### [Problem to solve]
Repeat the lines of the listing below exactly, starting at the line that contains "[pin] beige top" and running through the last line, both included, and only those.
[Start Data listing]
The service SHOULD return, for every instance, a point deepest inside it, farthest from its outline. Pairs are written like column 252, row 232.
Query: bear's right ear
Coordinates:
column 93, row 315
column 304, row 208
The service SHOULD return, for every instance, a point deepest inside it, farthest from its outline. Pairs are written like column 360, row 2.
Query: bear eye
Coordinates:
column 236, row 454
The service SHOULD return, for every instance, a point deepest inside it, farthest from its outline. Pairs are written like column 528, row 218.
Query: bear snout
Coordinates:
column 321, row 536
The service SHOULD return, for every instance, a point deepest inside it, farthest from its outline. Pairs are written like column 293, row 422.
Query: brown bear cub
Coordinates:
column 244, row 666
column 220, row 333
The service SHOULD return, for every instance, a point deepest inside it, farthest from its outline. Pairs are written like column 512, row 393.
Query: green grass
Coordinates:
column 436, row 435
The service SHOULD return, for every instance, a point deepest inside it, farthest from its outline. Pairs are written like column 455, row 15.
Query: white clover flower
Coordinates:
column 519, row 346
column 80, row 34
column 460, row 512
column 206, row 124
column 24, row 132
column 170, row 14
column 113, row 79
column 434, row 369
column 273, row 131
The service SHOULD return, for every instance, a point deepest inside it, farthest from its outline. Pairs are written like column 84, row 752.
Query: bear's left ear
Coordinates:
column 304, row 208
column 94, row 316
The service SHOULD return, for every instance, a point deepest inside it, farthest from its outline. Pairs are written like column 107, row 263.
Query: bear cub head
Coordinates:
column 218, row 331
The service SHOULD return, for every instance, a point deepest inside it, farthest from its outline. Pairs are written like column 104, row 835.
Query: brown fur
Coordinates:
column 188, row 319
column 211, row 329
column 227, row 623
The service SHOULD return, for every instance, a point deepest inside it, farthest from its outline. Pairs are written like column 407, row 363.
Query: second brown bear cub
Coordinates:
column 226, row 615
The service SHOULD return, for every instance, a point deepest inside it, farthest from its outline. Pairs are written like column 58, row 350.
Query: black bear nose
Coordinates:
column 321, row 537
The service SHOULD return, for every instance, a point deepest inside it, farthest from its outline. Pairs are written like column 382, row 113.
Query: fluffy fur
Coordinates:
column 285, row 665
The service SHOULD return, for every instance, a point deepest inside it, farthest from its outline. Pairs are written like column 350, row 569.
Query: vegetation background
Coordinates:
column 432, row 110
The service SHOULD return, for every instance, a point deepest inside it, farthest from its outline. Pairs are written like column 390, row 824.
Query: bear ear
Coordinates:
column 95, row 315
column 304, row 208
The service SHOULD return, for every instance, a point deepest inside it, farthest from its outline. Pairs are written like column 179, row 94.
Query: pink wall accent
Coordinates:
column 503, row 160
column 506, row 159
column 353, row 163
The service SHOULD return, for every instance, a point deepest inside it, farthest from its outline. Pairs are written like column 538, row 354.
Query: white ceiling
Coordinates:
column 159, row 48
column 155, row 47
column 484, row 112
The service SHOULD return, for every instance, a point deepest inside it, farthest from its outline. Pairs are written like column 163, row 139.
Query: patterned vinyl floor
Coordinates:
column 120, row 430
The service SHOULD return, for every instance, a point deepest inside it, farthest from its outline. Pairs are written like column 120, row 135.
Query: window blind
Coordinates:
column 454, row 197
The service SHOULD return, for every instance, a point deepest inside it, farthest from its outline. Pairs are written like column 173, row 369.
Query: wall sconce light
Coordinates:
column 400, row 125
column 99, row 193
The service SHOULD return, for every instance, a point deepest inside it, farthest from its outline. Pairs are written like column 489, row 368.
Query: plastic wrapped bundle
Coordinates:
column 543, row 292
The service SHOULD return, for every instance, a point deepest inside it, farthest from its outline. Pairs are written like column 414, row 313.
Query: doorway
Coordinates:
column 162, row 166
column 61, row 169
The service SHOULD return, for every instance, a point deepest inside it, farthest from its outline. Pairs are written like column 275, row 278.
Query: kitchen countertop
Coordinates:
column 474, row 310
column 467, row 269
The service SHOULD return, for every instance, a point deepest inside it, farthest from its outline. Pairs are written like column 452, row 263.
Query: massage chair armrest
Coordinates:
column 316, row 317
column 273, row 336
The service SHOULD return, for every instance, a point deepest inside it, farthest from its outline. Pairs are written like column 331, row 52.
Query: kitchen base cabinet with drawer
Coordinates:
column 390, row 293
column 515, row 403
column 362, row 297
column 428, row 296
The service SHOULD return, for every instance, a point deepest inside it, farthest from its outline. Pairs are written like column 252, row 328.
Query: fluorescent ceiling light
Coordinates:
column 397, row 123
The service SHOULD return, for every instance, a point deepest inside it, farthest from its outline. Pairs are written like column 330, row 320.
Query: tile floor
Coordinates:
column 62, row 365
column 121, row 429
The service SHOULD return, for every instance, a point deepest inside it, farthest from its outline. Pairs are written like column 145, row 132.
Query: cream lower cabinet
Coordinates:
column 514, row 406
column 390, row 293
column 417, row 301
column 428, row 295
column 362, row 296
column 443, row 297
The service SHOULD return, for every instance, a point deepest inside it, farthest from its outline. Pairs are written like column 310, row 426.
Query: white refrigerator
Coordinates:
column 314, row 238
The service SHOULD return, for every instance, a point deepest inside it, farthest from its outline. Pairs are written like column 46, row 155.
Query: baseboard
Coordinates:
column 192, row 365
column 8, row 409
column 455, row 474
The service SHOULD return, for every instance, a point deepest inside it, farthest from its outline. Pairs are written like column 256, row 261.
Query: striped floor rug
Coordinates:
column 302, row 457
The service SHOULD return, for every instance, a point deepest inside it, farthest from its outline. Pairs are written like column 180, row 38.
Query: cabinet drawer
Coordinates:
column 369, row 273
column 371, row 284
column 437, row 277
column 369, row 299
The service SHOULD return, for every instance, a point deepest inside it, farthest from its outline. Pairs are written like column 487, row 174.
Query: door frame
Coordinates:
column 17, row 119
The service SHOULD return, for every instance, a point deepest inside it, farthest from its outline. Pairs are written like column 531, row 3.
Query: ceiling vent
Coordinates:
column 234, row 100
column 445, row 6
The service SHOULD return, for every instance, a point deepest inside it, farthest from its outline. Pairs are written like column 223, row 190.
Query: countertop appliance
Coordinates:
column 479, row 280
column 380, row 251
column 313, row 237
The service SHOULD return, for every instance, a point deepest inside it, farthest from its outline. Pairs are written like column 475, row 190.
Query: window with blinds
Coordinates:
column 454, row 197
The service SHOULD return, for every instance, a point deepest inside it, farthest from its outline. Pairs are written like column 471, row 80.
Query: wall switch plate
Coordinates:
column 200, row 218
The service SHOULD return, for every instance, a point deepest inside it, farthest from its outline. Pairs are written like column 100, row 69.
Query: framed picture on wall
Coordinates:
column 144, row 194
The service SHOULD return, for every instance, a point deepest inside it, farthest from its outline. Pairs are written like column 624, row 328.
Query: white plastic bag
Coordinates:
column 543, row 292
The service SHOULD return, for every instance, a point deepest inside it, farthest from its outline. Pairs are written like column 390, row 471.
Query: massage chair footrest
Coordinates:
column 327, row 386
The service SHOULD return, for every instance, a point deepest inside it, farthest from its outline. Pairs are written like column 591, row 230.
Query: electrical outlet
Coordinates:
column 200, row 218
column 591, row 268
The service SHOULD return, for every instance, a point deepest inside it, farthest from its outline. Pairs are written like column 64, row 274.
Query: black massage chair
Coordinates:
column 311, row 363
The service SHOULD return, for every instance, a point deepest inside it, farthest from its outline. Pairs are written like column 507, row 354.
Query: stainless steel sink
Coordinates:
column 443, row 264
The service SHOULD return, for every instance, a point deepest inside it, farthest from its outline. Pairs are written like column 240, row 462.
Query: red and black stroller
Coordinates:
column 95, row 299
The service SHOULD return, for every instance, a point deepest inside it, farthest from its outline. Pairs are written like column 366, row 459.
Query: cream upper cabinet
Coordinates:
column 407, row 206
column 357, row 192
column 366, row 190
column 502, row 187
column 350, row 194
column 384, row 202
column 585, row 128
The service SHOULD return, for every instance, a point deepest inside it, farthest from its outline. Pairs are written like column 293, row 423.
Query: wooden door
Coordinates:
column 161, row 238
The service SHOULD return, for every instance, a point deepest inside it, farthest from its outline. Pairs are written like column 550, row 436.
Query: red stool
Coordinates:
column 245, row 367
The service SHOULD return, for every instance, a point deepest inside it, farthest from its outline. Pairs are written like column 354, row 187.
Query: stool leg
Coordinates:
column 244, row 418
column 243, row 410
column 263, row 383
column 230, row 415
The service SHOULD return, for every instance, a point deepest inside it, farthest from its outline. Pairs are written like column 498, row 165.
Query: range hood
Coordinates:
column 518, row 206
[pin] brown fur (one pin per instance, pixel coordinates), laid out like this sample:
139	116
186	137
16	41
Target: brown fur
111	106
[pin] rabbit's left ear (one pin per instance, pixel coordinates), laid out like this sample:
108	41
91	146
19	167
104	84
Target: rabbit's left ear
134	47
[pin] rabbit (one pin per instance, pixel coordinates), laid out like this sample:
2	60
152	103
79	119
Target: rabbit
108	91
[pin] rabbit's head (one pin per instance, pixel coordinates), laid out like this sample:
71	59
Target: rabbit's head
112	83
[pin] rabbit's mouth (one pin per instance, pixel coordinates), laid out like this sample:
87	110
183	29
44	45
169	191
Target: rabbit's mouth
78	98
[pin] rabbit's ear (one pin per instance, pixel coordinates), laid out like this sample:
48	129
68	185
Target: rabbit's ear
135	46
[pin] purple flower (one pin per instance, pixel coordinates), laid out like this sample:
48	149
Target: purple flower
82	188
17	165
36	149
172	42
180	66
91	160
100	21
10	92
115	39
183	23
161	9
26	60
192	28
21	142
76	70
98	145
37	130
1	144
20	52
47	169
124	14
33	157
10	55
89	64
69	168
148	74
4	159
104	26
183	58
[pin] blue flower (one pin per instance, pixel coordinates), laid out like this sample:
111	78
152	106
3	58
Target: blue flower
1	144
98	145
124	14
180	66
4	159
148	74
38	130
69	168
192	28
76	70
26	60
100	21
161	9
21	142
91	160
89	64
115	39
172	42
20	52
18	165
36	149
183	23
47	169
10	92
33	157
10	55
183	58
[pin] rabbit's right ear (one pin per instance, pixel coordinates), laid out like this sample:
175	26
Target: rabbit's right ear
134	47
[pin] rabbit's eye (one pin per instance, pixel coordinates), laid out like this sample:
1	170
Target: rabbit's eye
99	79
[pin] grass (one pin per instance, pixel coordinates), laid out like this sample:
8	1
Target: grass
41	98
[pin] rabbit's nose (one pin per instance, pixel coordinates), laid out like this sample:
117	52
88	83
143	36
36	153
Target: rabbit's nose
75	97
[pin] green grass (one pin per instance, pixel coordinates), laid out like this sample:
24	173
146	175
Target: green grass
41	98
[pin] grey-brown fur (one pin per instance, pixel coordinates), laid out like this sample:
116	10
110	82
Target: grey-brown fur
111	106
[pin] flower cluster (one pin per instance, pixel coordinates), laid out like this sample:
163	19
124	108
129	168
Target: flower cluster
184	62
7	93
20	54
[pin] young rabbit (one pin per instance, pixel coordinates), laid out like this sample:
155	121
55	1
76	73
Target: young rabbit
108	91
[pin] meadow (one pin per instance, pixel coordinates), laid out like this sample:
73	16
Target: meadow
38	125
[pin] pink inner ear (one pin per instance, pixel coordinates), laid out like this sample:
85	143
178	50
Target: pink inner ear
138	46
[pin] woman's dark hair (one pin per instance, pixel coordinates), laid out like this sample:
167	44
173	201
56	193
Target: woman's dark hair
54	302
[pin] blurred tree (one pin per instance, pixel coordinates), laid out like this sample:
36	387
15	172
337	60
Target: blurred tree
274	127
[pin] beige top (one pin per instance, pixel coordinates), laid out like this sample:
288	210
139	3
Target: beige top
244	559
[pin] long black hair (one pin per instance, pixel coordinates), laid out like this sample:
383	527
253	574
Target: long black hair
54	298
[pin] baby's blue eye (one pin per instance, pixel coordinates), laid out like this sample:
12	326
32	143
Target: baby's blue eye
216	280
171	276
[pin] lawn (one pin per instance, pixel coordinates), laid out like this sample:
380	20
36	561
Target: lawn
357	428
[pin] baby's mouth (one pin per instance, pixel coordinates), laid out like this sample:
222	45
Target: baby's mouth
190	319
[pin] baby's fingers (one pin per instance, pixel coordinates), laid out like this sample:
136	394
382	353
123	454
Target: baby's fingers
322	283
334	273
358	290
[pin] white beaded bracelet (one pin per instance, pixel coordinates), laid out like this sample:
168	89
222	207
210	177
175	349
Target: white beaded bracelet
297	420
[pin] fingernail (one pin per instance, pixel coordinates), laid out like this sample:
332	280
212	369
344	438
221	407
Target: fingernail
[End Data listing]
### [Finished answer]
[pin] beige top (one pin per instance, pixel coordinates), laid out like this sample:
288	210
139	3
Target: beige top
244	559
[pin] long black hair (one pin per instance, pixel coordinates), laid out like this sample:
383	527
253	574
Target: long black hair
54	298
[pin] baby's blue eye (one pin per instance, pixel coordinates), laid out like this sample:
12	326
32	143
Target: baby's blue eye
216	280
171	276
[pin] lawn (one pin per instance, pixel coordinates), laid out like this sample:
380	20
36	561
Target: lawn
357	428
[pin] baby's mouth (one pin per instance, pixel coordinates), laid out like this sample:
222	45
Target: baby's mouth
190	319
[pin] baby's fingers (one pin per instance, pixel coordinates), laid out like this sample:
136	394
382	353
123	454
Target: baby's fingers
322	283
334	273
358	290
[pin] white beaded bracelet (one pin per instance, pixel coordinates), laid out like this sample:
168	89
222	207
210	177
175	349
Target: white beaded bracelet
297	420
[pin] fingernail (one pin per instance, pixel coordinates), laid out like this sample:
332	280
212	369
344	438
221	407
Target: fingernail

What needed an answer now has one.